Required to be there and part of the footing inspection here..........


----------



## Dennis (Dec 3, 2013)

Around here many of the inspectors are certified in both areas and will inspect the concrete encased electrode when they do the footer inspection.  Some areas want to see it while others don't care.  Since our area does not require a concrete encased electrode many inspectors just accept that you did it correctly.  I always have it done before they inspect the footer and I hear some inspectors say to take a pic of it.


----------



## rnapier (Dec 3, 2013)

In NJ it is the responsibility of the Building Inspector to check with the footing inspection.


----------



## Daddy-0- (Dec 3, 2013)

We require that an engineer do the footing inspection by local ordinance. The engineer must look at the UFER connection and mark the location at the footing inspection. He/she must also witness the concrete placement because we have extremely expansive soil. We also check location at projection inspection.


----------



## fatboy (Dec 3, 2013)

Good to hear from you Daddy-O-...... :smile:


----------



## chris kennedy (Dec 4, 2013)

There is specific CEE inspection on our permits and done by the EI here in Fl for new structures and many additions.


----------



## ICE (Dec 4, 2013)

We are not specialty inspectors.  So we don't do special inspections.  Especially for uffers.  The regular inspectors (I don't know how the other guys do it but I eat prunes) look for it during a footing inspection.


----------



## David Henderson (Dec 6, 2013)

Required here. Ufer done at footing inspection.


----------



## north star (Dec 6, 2013)

~ ~ ~ ~

Not required here unless on a commercial project and the RDP

specified it in their plans......Even then , it is a crap shoot for

actual installation and moreso for a "correct" installation.

*~ ~ ~ ~*


----------



## ICE (Dec 6, 2013)

north star said:
			
		

> ~ ~ ~ ~Not required here unless on a commercial project and the RDP
> 
> specified it in their plans......Even then , it is a crap shoot for
> 
> ...


What do you have for an electrical code?


----------



## jar546 (Dec 6, 2013)

ICE said:
			
		

> What do you have for an electrical code?


I second that inquiry Sir


----------



## north star (Dec 7, 2013)

*~ ~ ~ ~*

The `08 NEC is what was adopted, but not too much

enforced.........The "powers that be" [ political & some

contractors ] aren't much on compliance,  unless it

is convenient or profitable for them.



*~ ~ ~ ~*


----------



## jar546 (Dec 7, 2013)

Dataset entries:
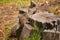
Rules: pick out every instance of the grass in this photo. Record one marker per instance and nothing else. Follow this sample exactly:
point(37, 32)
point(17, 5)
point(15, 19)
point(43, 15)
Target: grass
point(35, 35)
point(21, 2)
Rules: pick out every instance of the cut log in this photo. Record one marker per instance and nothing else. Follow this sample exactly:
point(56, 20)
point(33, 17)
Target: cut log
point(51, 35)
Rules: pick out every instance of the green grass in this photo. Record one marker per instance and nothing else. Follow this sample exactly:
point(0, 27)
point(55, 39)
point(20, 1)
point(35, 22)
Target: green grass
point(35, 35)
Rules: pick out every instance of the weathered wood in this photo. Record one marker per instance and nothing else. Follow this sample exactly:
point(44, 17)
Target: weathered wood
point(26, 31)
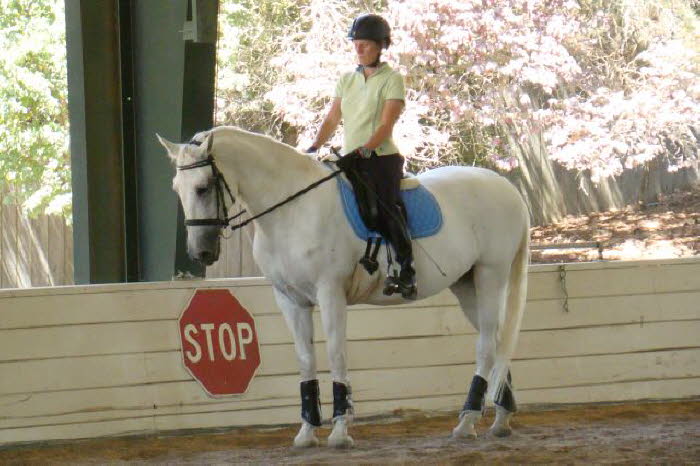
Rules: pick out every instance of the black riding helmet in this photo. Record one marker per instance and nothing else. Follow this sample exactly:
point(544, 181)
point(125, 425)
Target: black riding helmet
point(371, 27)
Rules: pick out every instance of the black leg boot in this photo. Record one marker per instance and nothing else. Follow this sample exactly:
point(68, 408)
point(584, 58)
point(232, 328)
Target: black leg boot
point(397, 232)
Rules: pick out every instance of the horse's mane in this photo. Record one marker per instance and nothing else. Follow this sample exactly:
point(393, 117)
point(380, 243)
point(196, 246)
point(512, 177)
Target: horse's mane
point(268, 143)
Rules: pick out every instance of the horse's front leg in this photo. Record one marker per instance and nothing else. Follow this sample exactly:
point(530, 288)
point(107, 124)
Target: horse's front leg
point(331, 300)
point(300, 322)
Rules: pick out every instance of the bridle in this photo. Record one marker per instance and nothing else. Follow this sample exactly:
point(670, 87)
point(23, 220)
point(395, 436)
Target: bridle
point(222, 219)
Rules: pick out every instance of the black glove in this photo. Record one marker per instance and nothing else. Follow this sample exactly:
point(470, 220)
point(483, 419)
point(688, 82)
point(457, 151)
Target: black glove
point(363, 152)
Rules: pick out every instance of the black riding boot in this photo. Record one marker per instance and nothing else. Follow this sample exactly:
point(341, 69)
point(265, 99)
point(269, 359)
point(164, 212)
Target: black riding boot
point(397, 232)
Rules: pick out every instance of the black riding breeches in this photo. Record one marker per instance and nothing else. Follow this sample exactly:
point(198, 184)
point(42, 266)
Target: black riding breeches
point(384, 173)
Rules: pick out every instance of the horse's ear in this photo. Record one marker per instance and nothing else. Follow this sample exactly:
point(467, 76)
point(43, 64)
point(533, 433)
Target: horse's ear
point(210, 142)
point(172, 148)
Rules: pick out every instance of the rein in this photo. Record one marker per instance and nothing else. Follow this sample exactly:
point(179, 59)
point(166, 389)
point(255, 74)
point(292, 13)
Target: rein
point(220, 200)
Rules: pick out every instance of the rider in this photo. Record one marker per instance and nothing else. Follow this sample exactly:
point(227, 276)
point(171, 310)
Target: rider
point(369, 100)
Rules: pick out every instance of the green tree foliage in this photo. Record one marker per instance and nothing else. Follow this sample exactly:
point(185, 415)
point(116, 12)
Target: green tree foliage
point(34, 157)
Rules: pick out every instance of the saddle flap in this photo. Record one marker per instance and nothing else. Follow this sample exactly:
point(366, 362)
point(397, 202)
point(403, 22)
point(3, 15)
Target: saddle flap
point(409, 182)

Requirement A:
Could you reproduce, word for word, the lines in the records from the one containing "Rules: pick out every instance of the horse's front" through the one containing "point(300, 322)", both included?
Requirement B:
Can you carry on the forum thread about inspecting concrete-encased electrodes from the point where it stops?

Output A:
Rules: pick out every instance of the horse's front leg in this photo. Record one marker per instance and nothing else. Follow this sample exactly:
point(530, 288)
point(107, 124)
Target: horse's front leg
point(331, 300)
point(300, 322)

Output B:
north star said:
			
		

> *~ ~ ~ ~*The `08 NEC is what was adopted, but not too much
> 
> enforced.........The "powers that be" [ political & some
> 
> ...


Sorry to hear that.  Pretty sad that happens for whatever reasons that enforcement takes a back seat to incompetence and ignorance.


----------



## Alias (Dec 7, 2013)

I did the UFER inspection when I went for the footing inspection.

Sue


----------



## TimNY (Dec 17, 2013)

Checked at footing inspection.

Tim


----------



## Jobsaver (Dec 20, 2013)

Checked at footing inspection here as well.


----------



## Sifu (Dec 21, 2013)

Separate CEE inspection by electrical inspectors only.  Location noted on card.


----------



## Coder (Jan 6, 2014)

Part of the footing inspection. Most common "forgot about that" remark I get from contractors.


----------



## gfretwell (Jan 6, 2014)

The Ufer is so much of the culture here that the newest Latino laborer might ask you where the "verde" rebar is. It is just a standard part of the footer steel installation. There is a box for it on the inspection card. Whether this gets signed by an electrical inspector or the structural insector is simply administrative within your patch. It is academic most of the time anyway since we have so many multiple license inspectors.


----------



## Inspector (Jan 13, 2014)

It is the responsibility of the building inspector to check for the location or the UFER ground here.


----------



## Mark K (Jan 13, 2014)

Where there is a membrane under all of the foundation concrete such that the concrete is not in direct contact with the soil a ufer ground is not appropriate.


----------



## ndaniels (Jan 23, 2014)

We verify the UFER at footing inspection.  Commercial we document the location and require it by the service main or where called for on plans.  Residential we require it in the garage and document its location on the footing inspection.


----------



## Pcinspector1 (Jan 27, 2014)

Inspected at the footing steel inspection. I like the green spray paint idea.

Any body have a preference where the connection to the building steel should be made and are you making them scratch the paint off at the connection?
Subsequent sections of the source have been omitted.